Selected excerpt:
(A new question of the week)
We discussed four years ago how to make a partial fraction decomposition of a rational function, and why it can always be done; a question from mid-May brings up two side issues: when you can factor the denominator, and whether a trivial decomposition, which takes no work at all, counts.
Two questions
Here is Juan’s question:
I was working some problems on partial fractions and I asked myself, is there a way to know for sure if a rational expression can be decomposed into partial fractions? I reasoned, well, if the denominator can be factorized then the rational expression could be decomposed into partial fractions. Two more questions came to mind:
(1) How can I know for sure that a certain polynomial, such as x5+1, can’t be factorized?
(2) Let’s suppose I have the following rational expression: (x2+2x+2)/(x5+1). At first hand, I can say, well, it seems it can’t be further decomposed. My question is: What if I do this: x2/(x5+1) + 2x/(x5+1) + 1/(x5+1). Isn’t it a partial fractions decomposition of (x2+2x+2)/(x5+1), If not, why not? Yes, I know what I did is trivial answer. Is it valid anyway?
Thanks!
For the method he is asking about, see my former post,
Partial Fractions: How and Why
He’s answered his own initial question by observing that if the denominator can be factored, then the rest can be done. But can you always factor? Is the denominator in his example factorable? And why can’t you just take his easy way out?
What can, or can’t, be factored?
Doctor Fenton answered, starting with question 1:
Hi Juan,
Those are very good questions! Their answers rely upon advanced algebra results, some of which are at an upper undergraduate level, but a few of which aren’t too hard.
First of all, there is the Fundamental Theorem of Algebra, which says that any polynomial with complex coefficients of degree n has n roots (or zeros), counting multiplicity (i.e. repeated roots are counted with their multiplicity, so that x2-2x+1 = (x-1)2 has a single root, 1, of multiplicity 2). If the coefficients are real numbers, then complex roots must occur in complex conjugate pairs (for example, the zeros of x2-2x+5 are 1+2i and 1-2i, by the quadratic formula). You should already know the Factor Theorem, which says that if p(x) is a polynomial and a number a is a zero of p, i.e. p(a) = 0, then (x-a) is a factor of p(x).
So you can always find roots, and you can use them to find factors. (Well, that’s not quite right – the roots always exist, but you can’t always find them! More on that later. At this point, we’re talking theory.)
If you put those results together, any polynomial p(x) with real coefficients has n complex roots, r1, r2, …, rn, so it can be factored over the complex numbers as
p(x) = (x-r1)(x-r2)…(x-rn) .
If r is a complex root, r=a+bi, then its complex conjugate r*=a-bi is also a root, so the factors (x-r)(x-r*) can be combined into an irreducible quadratic
(x-(a+bi))(x-(a-bi) = ((x-a)-bi)((x-a)+bi) = (x-a)2-(bi)2 = x2-2ax+(a2+b2) .
That means that any polynomial with real coefficients can be factored into a product of real linear factors (x-r) and irreducible quadratic factors.

Directives:
A - Extract the part of the partial fractions post from "So you can always" up to and including "irreducible quadratic factors.".
B - List every specific number that the partial fractions post names as a root of a particular polynomial.
Answer using nothing but the partial fractions post.

Given entries:
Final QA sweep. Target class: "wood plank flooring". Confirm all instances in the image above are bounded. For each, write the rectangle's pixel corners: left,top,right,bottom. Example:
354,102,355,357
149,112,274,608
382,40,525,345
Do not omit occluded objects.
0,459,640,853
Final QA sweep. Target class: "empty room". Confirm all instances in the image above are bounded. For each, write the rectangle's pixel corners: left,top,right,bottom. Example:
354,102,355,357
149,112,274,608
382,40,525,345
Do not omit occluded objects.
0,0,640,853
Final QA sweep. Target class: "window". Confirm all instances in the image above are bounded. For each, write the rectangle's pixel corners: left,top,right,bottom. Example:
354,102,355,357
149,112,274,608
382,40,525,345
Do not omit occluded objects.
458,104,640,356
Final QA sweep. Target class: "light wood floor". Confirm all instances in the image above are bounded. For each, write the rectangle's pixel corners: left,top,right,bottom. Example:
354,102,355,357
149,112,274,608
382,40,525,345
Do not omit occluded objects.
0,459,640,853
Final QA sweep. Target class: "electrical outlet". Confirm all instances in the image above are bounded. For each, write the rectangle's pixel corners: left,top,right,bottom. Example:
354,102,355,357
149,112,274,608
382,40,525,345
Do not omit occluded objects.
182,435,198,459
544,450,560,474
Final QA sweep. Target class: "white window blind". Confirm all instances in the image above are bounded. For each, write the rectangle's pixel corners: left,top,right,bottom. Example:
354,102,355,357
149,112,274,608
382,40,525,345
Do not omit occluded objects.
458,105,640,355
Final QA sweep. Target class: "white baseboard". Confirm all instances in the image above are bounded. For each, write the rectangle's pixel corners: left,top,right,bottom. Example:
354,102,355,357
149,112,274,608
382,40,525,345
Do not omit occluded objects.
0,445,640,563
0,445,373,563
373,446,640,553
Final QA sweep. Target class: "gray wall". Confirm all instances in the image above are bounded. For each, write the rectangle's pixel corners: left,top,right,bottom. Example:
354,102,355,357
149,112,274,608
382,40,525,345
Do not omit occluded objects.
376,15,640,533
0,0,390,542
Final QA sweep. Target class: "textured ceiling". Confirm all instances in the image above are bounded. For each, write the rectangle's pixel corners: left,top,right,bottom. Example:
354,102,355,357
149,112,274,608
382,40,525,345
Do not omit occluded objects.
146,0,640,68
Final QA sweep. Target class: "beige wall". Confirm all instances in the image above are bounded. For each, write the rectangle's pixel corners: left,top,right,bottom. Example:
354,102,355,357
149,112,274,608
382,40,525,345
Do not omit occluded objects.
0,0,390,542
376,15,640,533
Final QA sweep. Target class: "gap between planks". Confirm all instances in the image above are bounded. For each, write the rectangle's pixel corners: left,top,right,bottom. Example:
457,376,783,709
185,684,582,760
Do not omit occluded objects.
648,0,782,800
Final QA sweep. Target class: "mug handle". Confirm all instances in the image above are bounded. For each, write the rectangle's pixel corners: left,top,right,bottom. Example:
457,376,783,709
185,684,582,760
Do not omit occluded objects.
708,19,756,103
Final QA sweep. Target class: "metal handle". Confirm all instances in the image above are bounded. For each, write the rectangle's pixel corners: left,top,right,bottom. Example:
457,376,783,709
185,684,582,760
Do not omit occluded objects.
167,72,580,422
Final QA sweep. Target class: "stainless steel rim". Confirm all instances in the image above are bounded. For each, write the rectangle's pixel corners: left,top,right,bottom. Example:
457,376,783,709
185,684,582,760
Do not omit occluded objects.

Answers to each task:
A -
So you can always find roots, and you can use them to find factors. (Well, that’s not quite right – the roots always exist, but you can’t always find them! More on that later. At this point, we’re talking theory.)
If you put those results together, any polynomial p(x) with real coefficients has n complex roots, r1, r2, …, rn, so it can be factored over the complex numbers as
p(x) = (x-r1)(x-r2)…(x-rn) .
If r is a complex root, r=a+bi, then its complex conjugate r*=a-bi is also a root, so the factors (x-r)(x-r*) can be combined into an irreducible quadratic
(x-(a+bi))(x-(a-bi) = ((x-a)-bi)((x-a)+bi) = (x-a)2-(bi)2 = x2-2ax+(a2+b2) .
That means that any polynomial with real coefficients can be factored into a product of real linear factors (x-r) and irreducible quadratic factors.

B -
- 1 (a root of x2-2x+1, with multiplicity 2)
- 1+2i (a zero of x2-2x+5)
- 1-2i (a zero of x2-2x+5)